CHALLENGE: Render all the entries below as a Markdown table with two columns, Row and Line. Number each row and leave out any blank lines.

++++ DATA SECTION ++++

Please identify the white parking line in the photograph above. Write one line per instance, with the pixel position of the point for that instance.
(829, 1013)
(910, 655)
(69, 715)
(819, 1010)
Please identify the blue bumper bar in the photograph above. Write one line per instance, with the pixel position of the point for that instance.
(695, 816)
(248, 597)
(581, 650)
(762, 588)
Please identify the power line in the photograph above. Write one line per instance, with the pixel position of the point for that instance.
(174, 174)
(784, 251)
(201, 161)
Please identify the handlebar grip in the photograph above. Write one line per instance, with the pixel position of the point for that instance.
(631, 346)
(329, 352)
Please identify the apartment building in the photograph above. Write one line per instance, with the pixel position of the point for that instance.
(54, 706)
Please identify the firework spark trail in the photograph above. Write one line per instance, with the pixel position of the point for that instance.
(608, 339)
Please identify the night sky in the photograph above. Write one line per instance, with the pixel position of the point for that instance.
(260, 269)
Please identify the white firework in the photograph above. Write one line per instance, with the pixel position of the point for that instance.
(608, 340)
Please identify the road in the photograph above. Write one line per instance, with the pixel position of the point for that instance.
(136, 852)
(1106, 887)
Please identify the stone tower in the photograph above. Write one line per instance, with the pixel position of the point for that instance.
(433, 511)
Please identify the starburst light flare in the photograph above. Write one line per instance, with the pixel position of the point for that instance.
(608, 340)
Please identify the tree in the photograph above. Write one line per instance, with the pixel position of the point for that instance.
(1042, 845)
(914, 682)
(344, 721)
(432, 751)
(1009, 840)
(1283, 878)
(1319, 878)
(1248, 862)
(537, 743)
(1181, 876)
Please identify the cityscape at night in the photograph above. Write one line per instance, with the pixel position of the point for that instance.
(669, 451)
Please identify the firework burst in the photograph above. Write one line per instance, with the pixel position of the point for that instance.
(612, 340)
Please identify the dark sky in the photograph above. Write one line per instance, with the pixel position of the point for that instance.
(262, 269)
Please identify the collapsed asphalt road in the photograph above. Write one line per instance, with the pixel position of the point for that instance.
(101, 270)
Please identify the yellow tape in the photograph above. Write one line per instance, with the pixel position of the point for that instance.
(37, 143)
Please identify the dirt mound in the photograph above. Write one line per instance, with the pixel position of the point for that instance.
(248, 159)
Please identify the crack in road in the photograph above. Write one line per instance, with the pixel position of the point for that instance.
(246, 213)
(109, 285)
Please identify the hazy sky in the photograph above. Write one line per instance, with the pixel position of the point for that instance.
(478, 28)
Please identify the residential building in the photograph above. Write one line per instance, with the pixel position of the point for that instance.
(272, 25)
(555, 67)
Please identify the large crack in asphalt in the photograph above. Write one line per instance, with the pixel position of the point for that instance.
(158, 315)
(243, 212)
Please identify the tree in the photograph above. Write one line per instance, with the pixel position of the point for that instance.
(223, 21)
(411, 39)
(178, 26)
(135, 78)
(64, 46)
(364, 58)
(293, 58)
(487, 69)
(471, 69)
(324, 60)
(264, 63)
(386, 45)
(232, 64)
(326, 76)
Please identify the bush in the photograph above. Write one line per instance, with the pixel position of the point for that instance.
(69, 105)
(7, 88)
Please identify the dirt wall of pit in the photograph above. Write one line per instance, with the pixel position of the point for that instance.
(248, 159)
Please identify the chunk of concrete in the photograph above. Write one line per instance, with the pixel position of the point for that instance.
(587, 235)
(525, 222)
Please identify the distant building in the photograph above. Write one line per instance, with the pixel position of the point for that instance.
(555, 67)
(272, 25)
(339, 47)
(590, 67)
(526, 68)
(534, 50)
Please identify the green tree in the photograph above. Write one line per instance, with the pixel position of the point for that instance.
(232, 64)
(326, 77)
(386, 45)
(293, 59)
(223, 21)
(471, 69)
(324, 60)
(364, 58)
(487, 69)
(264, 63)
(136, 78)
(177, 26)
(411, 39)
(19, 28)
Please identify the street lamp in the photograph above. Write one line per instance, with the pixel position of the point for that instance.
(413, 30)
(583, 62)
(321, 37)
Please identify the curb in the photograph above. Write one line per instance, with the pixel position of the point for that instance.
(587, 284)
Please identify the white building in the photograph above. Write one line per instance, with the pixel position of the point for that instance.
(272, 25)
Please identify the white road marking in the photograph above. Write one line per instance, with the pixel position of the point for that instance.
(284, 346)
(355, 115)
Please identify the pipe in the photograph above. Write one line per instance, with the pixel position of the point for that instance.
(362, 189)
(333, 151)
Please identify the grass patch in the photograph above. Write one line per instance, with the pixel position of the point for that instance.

++++

SOLUTION:
| Row | Line |
|---|---|
| 1 | Please identify the white parking line in the photograph above. Write one line per instance, with the pixel position of the point for that instance. |
| 2 | (829, 1013) |
| 3 | (910, 655) |
| 4 | (69, 715) |
| 5 | (819, 1010) |
| 6 | Please identify the blue bumper bar in the photograph above. Write one line per instance, with the pixel position of the point for that instance. |
| 7 | (695, 816) |
| 8 | (248, 597) |
| 9 | (581, 650) |
| 10 | (762, 588) |
| 11 | Please identify the power line in the photograph above. Write one line per instance, with the pixel position of the point for that instance. |
| 12 | (174, 174) |
| 13 | (784, 251) |
| 14 | (201, 161) |
| 15 | Please identify the handlebar grip in the photograph above. Write one line per instance, with the pixel position of the point for that instance. |
| 16 | (631, 346) |
| 17 | (329, 352) |
| 18 | Please identify the apartment building in the photograph above. Write one line per instance, with the pixel position of the point for that instance. |
| 19 | (54, 706) |
| 20 | Please identify the firework spark trail in the photograph above. Write one line per instance, with the pixel position of the point for that instance. |
| 21 | (608, 339) |
| 22 | Please identify the night sky in the photograph above. Write one line per instance, with the pixel position of the point for that instance. |
| 23 | (260, 269) |
| 24 | Please identify the white firework in the photograph above. Write one line per instance, with the pixel position of the point for that instance. |
| 25 | (608, 340) |
| 26 | Please identify the road in the photograph above. Write one line per instance, with the pixel position of the point for that instance. |
| 27 | (136, 852) |
| 28 | (1106, 887) |
| 29 | Please identify the stone tower in the photograph above. Write one line per instance, with the pixel position of the point for that instance. |
| 30 | (433, 511) |
| 31 | Please identify the starburst light flare in the photograph above. Write one line per instance, with the pixel position of the point for that instance. |
| 32 | (608, 340) |
| 33 | Please identify the tree in the photograph above. Write one line per instance, with the pixel position of the point for that instance. |
| 34 | (1042, 845) |
| 35 | (914, 682) |
| 36 | (344, 721) |
| 37 | (432, 751) |
| 38 | (1009, 840) |
| 39 | (1283, 878) |
| 40 | (1319, 878) |
| 41 | (1248, 862) |
| 42 | (537, 743) |
| 43 | (1181, 876) |
| 44 | Please identify the cityscape at night in the photograph above. Write one line per instance, with the pixel position of the point for that instance. |
| 45 | (669, 451) |
| 46 | Please identify the firework burst in the photograph above. Write one line per instance, with the pixel position of the point for that instance. |
| 47 | (612, 340) |
| 48 | Please identify the dark sky in the photograph above. Write one line per instance, with the pixel position of the point for that instance. |
| 49 | (262, 269) |
| 50 | Please identify the collapsed asphalt road in the photograph above. Write one line per instance, with the pixel position of the point for that instance. |
| 51 | (101, 270) |
| 52 | Please identify the yellow tape in the photograph above. Write one line per instance, with the pixel position of the point for that instance. |
| 53 | (37, 143) |
| 54 | Please identify the dirt mound in the photograph above. Write one line per instance, with the pixel position of the point for that instance. |
| 55 | (248, 159) |
| 56 | Please identify the crack in road in the photograph above. Write one line per instance, with the pixel position of the point for that instance. |
| 57 | (246, 213) |
| 58 | (109, 285) |
| 59 | Please identify the hazy sky in the photograph above. Write one line per instance, with the pixel position of the point for that instance. |
| 60 | (478, 28) |
| 61 | Please identify the residential building in the photograph above. Write one line per instance, with the pixel position of the point for that instance. |
| 62 | (272, 25) |
| 63 | (555, 67) |
| 64 | Please identify the large crack in asphalt in the photograph above. Write one line per instance, with the pixel position of the point for that instance. |
| 65 | (158, 315) |
| 66 | (243, 212) |
| 67 | Please identify the tree in the photograph above. Write one line per instance, with the pixel position of the point for that instance. |
| 68 | (223, 21) |
| 69 | (411, 39) |
| 70 | (178, 26) |
| 71 | (135, 78) |
| 72 | (64, 46) |
| 73 | (364, 58) |
| 74 | (293, 58) |
| 75 | (487, 69) |
| 76 | (471, 69) |
| 77 | (324, 60) |
| 78 | (264, 63) |
| 79 | (386, 45) |
| 80 | (232, 64) |
| 81 | (326, 76) |
| 82 | Please identify the bush in the photograph above. Write one line per instance, with the pixel position of the point for that instance. |
| 83 | (69, 105) |
| 84 | (7, 88) |
| 85 | Please identify the dirt wall of pit in the photograph above. Write one line per instance, with the pixel position of the point for that instance. |
| 86 | (248, 159) |
| 87 | Please identify the chunk of concrete in the photograph above. Write one line per instance, with the pixel position of the point for that instance. |
| 88 | (587, 235) |
| 89 | (525, 222) |
| 90 | Please identify the distant building in the photograph above. Write one line per instance, with the pixel position of the point for that instance. |
| 91 | (555, 67) |
| 92 | (272, 25) |
| 93 | (339, 47) |
| 94 | (590, 67) |
| 95 | (526, 68) |
| 96 | (534, 50) |
| 97 | Please identify the green tree in the photograph above. Write one line per instance, with the pixel position of the point for that instance. |
| 98 | (232, 64) |
| 99 | (326, 77) |
| 100 | (386, 45) |
| 101 | (293, 59) |
| 102 | (223, 21) |
| 103 | (471, 69) |
| 104 | (324, 60) |
| 105 | (364, 58) |
| 106 | (487, 69) |
| 107 | (264, 63) |
| 108 | (136, 78) |
| 109 | (177, 26) |
| 110 | (411, 39) |
| 111 | (19, 28) |
| 112 | Please identify the street lamp in the photograph above. Write one line per instance, with the pixel position of the point for that instance. |
| 113 | (413, 30) |
| 114 | (583, 62) |
| 115 | (321, 37) |
| 116 | Please identify the curb in the photograph above. Write one line per instance, with the pixel position of the point for that instance. |
| 117 | (587, 284) |
| 118 | Please identify the white building in the photograph above. Write one line per instance, with the pixel position of the point for that instance. |
| 119 | (272, 25) |
| 120 | Please identify the white road marking in the photograph above. Write one line per instance, with the pixel position of the point for that instance. |
| 121 | (284, 346) |
| 122 | (355, 115) |
| 123 | Please identify the pipe in the photograph above. Write one line per instance, with the pixel position of the point for that instance. |
| 124 | (362, 189) |
| 125 | (333, 151) |
| 126 | Please identify the grass patch in the photograph above. Write one line per instance, with the pixel position of the point for that instance. |